───── TEKS YANG DIBERIKAN

Ngalangi, Sebuah Tradisi Turun Temurun Yang Harus di Pertahankan

Javlec Indonesia, kemarin (15 Maret 2018) diundang masyarakat Jepitu untuk menghadiri acara tradisi tahunan yang sudah dilakukan secara turun menurun semacam sedekah laut yang dikenal dengan tradisi Ngalangi. Desa Jepitu sendiri adalah salah satu desa di Kecamatan Girisubo yang merupakan desa dampingan Javlec Indonesia dalam program Mitigasi Berbasis Lahan di Kawasan Karst Gunungkidul. Karena kedekatan ini, Javlec Indonesia mendapat kehormatan untuk menghadiri ritual tradisi tersebut.

──────────
───── DATA

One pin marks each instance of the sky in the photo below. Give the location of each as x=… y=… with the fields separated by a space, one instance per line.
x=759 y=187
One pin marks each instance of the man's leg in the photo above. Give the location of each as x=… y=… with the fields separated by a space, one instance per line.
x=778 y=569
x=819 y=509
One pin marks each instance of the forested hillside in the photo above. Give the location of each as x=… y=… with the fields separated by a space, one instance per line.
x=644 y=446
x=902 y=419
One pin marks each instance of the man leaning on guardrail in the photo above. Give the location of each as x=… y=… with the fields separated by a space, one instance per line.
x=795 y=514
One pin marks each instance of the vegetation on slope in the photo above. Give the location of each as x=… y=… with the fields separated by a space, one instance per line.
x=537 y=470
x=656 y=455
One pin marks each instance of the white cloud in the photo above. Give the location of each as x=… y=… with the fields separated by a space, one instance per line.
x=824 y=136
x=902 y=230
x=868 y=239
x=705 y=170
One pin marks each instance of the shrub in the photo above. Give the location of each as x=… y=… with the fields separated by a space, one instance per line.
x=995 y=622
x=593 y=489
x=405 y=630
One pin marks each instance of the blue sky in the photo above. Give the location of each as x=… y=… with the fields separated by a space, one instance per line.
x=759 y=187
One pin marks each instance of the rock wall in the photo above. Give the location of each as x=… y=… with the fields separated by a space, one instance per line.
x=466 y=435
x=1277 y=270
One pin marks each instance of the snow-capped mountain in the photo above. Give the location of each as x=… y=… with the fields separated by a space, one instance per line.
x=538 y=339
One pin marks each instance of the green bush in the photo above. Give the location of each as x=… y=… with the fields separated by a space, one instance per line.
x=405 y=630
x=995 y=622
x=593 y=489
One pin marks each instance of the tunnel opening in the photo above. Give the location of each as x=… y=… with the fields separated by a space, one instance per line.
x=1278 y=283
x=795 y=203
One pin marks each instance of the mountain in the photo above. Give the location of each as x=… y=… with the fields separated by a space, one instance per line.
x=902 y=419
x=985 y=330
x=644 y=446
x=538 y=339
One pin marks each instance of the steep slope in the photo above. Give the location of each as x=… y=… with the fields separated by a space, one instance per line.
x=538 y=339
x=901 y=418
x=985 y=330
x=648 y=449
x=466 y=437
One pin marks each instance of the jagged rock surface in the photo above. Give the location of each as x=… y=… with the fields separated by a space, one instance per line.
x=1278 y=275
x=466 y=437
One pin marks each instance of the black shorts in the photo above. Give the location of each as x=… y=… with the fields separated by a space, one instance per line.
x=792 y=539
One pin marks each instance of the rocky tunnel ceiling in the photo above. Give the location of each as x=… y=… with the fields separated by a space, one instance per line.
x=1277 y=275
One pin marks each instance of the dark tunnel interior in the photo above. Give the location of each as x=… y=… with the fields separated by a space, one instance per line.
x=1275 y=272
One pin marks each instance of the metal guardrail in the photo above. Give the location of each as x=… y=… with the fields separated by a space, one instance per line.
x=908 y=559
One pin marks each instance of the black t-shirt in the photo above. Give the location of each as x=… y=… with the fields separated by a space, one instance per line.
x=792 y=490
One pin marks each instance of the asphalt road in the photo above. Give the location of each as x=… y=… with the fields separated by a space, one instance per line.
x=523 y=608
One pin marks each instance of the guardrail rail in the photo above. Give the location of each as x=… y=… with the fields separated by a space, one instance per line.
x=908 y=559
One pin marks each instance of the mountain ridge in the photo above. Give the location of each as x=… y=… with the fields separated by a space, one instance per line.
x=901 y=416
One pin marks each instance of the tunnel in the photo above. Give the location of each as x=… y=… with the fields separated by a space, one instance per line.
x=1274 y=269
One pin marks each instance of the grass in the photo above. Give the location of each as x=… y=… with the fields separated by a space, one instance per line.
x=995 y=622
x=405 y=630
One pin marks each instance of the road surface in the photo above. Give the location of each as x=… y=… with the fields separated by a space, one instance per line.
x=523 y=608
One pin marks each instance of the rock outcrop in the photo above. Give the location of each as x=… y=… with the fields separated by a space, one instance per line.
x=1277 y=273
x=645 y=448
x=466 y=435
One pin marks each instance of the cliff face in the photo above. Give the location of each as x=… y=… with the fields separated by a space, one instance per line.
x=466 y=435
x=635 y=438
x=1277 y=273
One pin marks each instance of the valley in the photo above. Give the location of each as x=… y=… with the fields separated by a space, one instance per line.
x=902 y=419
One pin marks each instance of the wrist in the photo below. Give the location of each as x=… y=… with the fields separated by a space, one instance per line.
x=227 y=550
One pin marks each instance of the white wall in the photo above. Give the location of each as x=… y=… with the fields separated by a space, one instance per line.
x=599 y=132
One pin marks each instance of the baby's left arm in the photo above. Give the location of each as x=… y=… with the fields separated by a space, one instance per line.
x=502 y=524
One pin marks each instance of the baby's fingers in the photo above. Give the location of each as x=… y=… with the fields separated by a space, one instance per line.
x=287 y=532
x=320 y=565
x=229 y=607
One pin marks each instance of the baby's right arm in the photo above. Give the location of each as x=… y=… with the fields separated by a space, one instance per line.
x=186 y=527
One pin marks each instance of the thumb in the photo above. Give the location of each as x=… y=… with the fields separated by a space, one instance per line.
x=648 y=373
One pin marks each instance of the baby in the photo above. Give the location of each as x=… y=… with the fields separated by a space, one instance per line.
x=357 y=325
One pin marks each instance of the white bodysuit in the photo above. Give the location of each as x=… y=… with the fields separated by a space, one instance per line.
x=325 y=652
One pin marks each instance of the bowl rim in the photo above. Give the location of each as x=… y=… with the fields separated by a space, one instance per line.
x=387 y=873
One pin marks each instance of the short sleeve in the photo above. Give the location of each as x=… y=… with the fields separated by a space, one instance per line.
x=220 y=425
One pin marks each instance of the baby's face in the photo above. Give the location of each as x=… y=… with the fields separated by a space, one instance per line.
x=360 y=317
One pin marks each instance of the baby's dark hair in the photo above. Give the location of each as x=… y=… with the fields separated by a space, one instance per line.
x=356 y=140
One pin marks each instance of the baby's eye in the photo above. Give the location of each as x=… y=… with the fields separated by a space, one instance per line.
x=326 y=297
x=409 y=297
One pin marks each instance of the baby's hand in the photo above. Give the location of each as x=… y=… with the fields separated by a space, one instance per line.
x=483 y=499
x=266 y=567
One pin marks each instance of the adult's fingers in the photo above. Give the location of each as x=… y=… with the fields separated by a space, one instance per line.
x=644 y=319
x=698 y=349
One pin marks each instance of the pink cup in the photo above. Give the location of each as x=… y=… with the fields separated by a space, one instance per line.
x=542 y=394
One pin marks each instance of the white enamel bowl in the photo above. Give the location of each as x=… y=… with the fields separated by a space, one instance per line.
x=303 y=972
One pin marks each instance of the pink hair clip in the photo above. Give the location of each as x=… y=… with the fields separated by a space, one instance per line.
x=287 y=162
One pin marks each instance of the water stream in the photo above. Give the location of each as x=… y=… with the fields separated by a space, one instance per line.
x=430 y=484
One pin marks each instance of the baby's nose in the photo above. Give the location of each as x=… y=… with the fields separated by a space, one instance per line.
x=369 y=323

──────────

■ PETUNJUK TUGAS ■
1. Jawab pertanyaan berikut berdasarkan teks tentang tradisi Ngalangi.
(a) Siapa yang mengundang Javlec Indonesia ke acara Ngalangi?
(b) Desa Jepitu termasuk kecamatan apa?
(c) Apa nama program yang dijalankan Javlec Indonesia di desa dampingannya?
2. Tolong lanjutkan teks tentang tradisi Ngalangi, dimulai setelah kalimat terakhirnya.

■ DAFTAR JAWABAN ■
1.
(a) Masyarakat Jepitu.
(b) Kecamatan Girisubo.
(c) Program Mitigasi Berbasis Lahan di Kawasan Karst Gunungkidul.

2.
Acara Ngalangi sendiri adalah sebuah upacara tradisi khas warga yang digelar oleh penduduk desa Jepitu, kecamatan Girisubo, kabupaten Gunungkidul sebagai ungkapan rasa syukur pada Tuhan atas anugerah yang diberikan dan memohon rejeki untuk masa datang. Anugerah yang dimaksud terutama adalah hasil tangkapan ikan yang jumlahnya lumayan banyak, hingga bisa mencukupi kebutuhan masyarakat setempat.

upacara-pembukaan
Acara pembukaan upacara Ngalangi (sedekah laut) di pelataran pantai Jungwok Gunungkidul

Upacara tradisi Ngalangi ini secara rutin diadakan di Pantai Wediombo dan diikuti oleh pemerintah setempat dan ratusan warga baik yang berprofesi sebagai nelayan maupun petani. Beberapa dari mereka menggunakan pakaian adat Jawa. Mereka percaya dari hasil alam yang berlimpah merupakan bentuk wujud kecintaan Tuhan kepada makhluknya. Mereka juga yakin dengan menyisihkan sebagian hasil panen dan mengembalikannya ke alam merupakan cara menjaga suatu ikatan antara manusia dengan alam untuk saling memberi perlindungan dan rasa syukur atas apa yang telah diperoleh.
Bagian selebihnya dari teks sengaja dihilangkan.